TEKS YANG DIBERIKAN:

Exposenews.id, JAKARTA – Utang pinjaman online (Pinjol) dan layanan Buy Now Pay Later (BNPL) semakin sering dilakukan masyarakat Indonesia. Menariknya, tren ini terjadi di tengah daya beli yang menurun.
Otoritas Jasa Keuangan (OJK) mencatat total outstanding pinjaman online (pinjol) atau peer to peer (P2P) lending di Indonesia di Agustus 2024 terus meningkat menjadi 35,62% yoy mencapai Rp 71,03 triliun. Angka ini lebih tinggi dibandingkan bulan sebelumnya 23,97% yoy.
Untuk piutang pembiayaan Pay Later oleh Perusahaan Pembiayaan atau multifinance per Agustus 2024 juga meningkat sebesar 89,20% yoy menjadi Rp 7,99 triliun. Besaran ini naik dari bulan lalu, yang mencatatkan kenaikan 73,55% yoy per Juli 2024.

CUPLIKAN DATA:
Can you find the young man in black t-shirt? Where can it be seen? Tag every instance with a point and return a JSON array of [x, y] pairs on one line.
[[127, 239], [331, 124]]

RUMUSAN SOAL:
Tulis ulang seluruh teks tentang utang pinjol dan Pay Later di atas tanpa mengubah satu kata pun.

JAWABAN TERTULIS:
Exposenews.id, JAKARTA – Utang pinjaman online (Pinjol) dan layanan Buy Now Pay Later (BNPL) semakin sering dilakukan masyarakat Indonesia. Menariknya, tren ini terjadi di tengah daya beli yang menurun.
Otoritas Jasa Keuangan (OJK) mencatat total outstanding pinjaman online (pinjol) atau peer to peer (P2P) lending di Indonesia di Agustus 2024 terus meningkat menjadi 35,62% yoy mencapai Rp 71,03 triliun. Angka ini lebih tinggi dibandingkan bulan sebelumnya 23,97% yoy.
Untuk piutang pembiayaan Pay Later oleh Perusahaan Pembiayaan atau multifinance per Agustus 2024 juga meningkat sebesar 89,20% yoy menjadi Rp 7,99 triliun. Besaran ini naik dari bulan lalu, yang mencatatkan kenaikan 73,55% yoy per Juli 2024.